MATERIAL FOR THIS TASK:
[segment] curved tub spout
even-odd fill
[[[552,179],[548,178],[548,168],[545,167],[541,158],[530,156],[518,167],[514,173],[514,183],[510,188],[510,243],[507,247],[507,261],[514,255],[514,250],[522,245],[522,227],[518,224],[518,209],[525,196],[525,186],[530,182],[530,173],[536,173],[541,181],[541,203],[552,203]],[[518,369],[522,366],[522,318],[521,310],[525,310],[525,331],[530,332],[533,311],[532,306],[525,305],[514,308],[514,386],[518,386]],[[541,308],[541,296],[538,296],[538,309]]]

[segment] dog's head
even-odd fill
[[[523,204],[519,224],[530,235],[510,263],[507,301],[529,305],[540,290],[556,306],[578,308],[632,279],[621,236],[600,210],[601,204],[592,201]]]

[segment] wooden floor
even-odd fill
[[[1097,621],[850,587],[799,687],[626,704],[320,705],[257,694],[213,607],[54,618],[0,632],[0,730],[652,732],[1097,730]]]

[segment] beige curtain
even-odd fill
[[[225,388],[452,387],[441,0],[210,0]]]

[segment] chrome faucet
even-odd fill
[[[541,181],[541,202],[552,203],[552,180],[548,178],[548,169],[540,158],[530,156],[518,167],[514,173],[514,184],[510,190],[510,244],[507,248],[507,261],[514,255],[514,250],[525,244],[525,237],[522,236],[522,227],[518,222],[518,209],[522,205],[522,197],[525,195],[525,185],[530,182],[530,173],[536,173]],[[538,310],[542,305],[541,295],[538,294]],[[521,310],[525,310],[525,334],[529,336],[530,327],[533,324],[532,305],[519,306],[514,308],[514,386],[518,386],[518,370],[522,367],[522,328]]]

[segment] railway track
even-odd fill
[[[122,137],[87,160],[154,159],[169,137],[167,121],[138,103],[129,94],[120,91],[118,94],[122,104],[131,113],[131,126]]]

GIVEN REQUEST: Retype the lines between the one holding "[segment] dog's head" and the one holding "[[[225,388],[452,387],[441,0],[210,0]]]", inclusive, without changing anything.

SOLUTION BELOW:
[segment] dog's head
even-odd fill
[[[523,204],[519,224],[530,235],[510,263],[507,301],[529,305],[540,290],[556,306],[578,308],[632,279],[621,236],[600,210],[601,204],[592,201]]]

[segment] wooden floor
even-odd fill
[[[1097,621],[850,587],[799,687],[626,704],[320,705],[257,694],[213,607],[54,618],[0,632],[0,730],[652,732],[1097,730]]]

[segment] beige curtain
even-odd fill
[[[225,388],[452,387],[441,0],[210,0]]]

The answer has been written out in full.